(Object location annotation data)
**********

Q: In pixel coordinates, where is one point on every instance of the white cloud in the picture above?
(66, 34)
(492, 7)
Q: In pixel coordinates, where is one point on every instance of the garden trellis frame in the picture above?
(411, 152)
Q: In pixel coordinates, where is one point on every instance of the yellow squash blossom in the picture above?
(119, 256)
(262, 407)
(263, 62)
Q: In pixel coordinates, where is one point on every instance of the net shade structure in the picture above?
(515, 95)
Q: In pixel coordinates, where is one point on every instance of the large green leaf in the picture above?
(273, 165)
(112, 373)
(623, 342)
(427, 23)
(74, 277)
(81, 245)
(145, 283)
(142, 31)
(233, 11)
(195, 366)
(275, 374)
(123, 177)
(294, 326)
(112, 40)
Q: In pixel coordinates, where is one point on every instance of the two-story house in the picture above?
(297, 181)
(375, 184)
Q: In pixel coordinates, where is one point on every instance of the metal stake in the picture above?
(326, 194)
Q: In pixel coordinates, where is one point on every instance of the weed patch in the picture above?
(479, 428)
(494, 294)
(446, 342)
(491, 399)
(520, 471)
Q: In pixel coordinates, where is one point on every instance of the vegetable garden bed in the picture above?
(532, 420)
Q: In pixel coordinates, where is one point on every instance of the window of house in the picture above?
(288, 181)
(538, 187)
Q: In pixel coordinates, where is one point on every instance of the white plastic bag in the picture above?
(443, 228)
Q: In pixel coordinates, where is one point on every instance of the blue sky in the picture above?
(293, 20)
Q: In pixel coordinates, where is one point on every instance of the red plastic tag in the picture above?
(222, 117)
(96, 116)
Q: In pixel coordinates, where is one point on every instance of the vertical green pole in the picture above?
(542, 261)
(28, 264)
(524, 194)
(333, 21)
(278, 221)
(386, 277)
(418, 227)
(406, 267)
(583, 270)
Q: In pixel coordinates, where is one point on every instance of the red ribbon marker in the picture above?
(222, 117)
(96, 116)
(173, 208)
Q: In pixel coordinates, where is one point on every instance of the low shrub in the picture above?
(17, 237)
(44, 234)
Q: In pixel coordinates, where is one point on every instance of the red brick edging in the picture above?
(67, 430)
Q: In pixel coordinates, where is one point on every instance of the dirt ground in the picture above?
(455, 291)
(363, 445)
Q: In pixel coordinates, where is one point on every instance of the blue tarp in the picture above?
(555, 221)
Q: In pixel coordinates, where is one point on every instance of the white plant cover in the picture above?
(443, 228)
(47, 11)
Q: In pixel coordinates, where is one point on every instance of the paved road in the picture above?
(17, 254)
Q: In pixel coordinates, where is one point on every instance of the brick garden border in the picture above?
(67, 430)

**********

What the exercise asks: Scale the stretch of the listing from the line containing "border in the picture above?" through the end of the listing. Repeat every line, requests included, with each coordinate in the answers multiplied by 0.8 and rounded to a whole number (halves round up).

Solution for this task:
Q: In pixel coordinates, where is one point on every instance of the brick garden border in the picture above?
(54, 344)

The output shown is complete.